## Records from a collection

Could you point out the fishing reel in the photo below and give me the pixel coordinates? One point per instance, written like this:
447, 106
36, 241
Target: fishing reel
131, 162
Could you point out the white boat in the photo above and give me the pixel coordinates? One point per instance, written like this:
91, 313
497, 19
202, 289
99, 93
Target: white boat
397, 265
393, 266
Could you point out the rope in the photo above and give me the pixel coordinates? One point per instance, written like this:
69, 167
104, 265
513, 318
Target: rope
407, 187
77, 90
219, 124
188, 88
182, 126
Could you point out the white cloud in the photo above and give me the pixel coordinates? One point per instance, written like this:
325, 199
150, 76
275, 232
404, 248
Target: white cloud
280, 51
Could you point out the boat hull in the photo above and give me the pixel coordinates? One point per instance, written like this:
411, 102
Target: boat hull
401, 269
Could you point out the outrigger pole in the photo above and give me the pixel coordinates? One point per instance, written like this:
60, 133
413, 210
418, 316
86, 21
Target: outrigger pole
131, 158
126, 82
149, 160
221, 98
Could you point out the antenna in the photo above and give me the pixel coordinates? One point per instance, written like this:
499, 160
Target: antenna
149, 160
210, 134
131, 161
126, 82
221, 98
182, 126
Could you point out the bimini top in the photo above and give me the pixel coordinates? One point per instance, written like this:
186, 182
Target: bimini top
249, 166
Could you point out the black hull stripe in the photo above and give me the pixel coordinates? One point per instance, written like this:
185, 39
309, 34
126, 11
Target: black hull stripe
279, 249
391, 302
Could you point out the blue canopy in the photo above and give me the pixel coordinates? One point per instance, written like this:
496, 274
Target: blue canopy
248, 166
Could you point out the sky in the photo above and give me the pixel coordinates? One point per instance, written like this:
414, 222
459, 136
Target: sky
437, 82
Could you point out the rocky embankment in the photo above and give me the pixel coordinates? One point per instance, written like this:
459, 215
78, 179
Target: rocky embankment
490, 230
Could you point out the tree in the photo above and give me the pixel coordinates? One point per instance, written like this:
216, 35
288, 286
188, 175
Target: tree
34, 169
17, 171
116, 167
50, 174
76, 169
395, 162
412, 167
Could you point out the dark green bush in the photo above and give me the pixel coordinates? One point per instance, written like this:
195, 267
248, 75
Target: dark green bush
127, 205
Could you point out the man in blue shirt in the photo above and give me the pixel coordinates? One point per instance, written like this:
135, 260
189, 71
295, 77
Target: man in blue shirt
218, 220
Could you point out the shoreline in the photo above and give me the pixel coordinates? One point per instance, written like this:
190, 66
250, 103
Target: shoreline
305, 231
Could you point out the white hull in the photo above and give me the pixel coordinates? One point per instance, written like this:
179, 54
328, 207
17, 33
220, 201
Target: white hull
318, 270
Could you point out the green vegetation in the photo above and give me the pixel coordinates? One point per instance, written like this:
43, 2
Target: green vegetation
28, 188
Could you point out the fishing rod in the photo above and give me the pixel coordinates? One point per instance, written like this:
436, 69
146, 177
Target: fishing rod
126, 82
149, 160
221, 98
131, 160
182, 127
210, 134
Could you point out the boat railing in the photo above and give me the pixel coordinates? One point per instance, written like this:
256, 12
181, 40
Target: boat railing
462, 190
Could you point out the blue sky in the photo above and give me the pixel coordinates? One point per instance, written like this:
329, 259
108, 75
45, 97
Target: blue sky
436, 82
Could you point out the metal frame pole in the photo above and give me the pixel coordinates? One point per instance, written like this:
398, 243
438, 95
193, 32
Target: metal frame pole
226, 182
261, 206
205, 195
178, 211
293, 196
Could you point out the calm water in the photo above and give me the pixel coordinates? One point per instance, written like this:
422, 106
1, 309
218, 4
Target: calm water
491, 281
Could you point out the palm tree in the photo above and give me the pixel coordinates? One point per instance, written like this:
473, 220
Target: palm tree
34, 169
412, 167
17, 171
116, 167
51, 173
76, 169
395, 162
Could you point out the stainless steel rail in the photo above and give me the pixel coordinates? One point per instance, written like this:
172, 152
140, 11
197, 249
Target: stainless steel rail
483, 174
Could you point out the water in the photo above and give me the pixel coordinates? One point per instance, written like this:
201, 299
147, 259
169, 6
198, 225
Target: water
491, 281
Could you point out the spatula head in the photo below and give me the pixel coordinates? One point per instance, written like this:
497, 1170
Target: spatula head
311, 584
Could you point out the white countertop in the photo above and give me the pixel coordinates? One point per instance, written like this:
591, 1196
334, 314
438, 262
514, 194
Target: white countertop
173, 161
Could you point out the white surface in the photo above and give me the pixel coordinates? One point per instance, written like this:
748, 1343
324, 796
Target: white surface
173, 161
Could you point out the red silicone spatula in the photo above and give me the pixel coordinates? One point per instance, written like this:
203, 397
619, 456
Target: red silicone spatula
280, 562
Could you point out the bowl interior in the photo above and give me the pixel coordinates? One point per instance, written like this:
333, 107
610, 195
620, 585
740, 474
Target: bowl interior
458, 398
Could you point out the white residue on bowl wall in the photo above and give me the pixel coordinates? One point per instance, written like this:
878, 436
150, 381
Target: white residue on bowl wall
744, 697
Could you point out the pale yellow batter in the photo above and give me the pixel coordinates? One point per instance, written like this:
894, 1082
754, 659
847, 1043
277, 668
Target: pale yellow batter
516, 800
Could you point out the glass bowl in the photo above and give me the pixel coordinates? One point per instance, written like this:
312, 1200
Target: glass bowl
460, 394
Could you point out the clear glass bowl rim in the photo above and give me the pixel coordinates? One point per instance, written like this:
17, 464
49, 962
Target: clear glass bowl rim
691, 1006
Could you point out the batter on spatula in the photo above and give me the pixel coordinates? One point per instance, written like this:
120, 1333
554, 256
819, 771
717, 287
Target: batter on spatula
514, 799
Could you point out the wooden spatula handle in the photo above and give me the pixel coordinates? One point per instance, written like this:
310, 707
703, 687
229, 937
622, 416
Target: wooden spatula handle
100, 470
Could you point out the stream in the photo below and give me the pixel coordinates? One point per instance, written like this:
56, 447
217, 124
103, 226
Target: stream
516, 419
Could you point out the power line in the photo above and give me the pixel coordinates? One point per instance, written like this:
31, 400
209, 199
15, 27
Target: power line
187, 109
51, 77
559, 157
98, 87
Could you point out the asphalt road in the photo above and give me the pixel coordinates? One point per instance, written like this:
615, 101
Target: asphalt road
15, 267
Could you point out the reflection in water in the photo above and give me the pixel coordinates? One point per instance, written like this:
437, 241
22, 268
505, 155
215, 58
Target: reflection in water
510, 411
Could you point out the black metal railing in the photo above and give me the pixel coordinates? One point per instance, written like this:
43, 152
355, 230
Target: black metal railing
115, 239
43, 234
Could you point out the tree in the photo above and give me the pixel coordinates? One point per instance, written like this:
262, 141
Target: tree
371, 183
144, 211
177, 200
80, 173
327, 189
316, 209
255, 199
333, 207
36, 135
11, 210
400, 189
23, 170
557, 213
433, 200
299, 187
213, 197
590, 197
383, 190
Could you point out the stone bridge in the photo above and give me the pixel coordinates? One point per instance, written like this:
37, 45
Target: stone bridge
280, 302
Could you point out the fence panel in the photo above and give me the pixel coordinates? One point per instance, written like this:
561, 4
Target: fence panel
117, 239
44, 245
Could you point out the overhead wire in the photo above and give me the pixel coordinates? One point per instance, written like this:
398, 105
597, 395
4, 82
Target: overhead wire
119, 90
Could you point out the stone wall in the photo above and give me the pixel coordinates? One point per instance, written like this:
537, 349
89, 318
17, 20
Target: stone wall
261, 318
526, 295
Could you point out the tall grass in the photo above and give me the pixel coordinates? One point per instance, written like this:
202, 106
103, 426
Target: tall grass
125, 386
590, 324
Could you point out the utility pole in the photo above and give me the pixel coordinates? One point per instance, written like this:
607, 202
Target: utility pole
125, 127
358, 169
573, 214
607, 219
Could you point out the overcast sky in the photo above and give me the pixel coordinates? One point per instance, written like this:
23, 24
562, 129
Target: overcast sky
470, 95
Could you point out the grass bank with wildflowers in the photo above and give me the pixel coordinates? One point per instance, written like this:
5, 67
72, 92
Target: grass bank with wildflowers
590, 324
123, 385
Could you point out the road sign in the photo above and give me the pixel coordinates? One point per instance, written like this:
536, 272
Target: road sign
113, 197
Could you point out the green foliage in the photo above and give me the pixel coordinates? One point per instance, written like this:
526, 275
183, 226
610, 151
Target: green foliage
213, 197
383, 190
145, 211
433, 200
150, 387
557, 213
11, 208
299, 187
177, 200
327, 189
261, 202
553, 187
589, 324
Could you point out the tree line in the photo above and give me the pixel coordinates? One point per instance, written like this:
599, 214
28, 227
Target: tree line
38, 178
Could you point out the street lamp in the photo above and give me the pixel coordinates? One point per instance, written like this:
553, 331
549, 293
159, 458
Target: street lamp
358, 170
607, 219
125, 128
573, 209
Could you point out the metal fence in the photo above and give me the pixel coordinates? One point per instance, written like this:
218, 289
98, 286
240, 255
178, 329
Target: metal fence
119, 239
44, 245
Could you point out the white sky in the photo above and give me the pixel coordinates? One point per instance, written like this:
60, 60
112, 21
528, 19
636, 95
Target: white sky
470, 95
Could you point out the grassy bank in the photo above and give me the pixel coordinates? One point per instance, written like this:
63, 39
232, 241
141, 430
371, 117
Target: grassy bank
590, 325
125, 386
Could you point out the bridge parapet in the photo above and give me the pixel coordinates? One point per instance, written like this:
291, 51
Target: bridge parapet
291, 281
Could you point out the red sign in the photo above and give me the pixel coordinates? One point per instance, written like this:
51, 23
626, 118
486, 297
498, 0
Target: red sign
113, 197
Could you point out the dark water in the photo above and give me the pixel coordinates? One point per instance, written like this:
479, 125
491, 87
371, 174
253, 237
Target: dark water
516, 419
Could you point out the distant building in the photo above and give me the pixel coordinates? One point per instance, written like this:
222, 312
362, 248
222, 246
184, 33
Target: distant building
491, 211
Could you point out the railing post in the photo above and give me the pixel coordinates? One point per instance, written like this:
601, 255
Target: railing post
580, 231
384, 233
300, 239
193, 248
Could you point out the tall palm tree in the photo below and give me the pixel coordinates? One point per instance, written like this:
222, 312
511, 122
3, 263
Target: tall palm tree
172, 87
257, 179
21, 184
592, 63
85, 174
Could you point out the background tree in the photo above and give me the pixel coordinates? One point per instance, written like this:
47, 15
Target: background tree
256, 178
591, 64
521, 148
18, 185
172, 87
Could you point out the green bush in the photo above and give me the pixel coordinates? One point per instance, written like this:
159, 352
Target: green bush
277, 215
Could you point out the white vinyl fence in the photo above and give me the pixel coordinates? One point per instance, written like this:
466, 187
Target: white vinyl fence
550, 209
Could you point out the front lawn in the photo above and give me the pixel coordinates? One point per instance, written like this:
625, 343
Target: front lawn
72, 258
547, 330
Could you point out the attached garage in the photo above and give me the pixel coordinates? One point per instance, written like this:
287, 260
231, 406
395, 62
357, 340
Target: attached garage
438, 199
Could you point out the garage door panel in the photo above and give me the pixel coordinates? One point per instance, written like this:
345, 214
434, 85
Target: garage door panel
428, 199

## Exercise
Starting at the line that contains "Could you point out the green bush" and continuing through the end of the listing, write those lines out again with "front lawn" substituted by "back lawn" and nothing else altered.

## Problem solution
Could you point out the green bush in the photo above and give me the pixel coordinates? One point per instance, written like this:
159, 352
Target: green bush
277, 215
Could you point out the white vinyl fence in the photo above and give me the pixel coordinates? One point per instance, written like this:
466, 187
Target: white vinyl fence
550, 209
Could you point out the back lawn in the photo above and give me the pixel coordinates? One point per instance, written like this:
625, 343
Target: back lawn
72, 258
547, 330
Could you point out the attached garage in the photo above and give me the pixel coordinates? One point per instance, written like this:
287, 260
231, 406
395, 62
357, 340
Target: attached garage
438, 199
Could you point out the garage door panel in the photo above and give me the pixel coordinates? One point per instance, written like this:
345, 214
434, 85
Target: garage door panel
428, 199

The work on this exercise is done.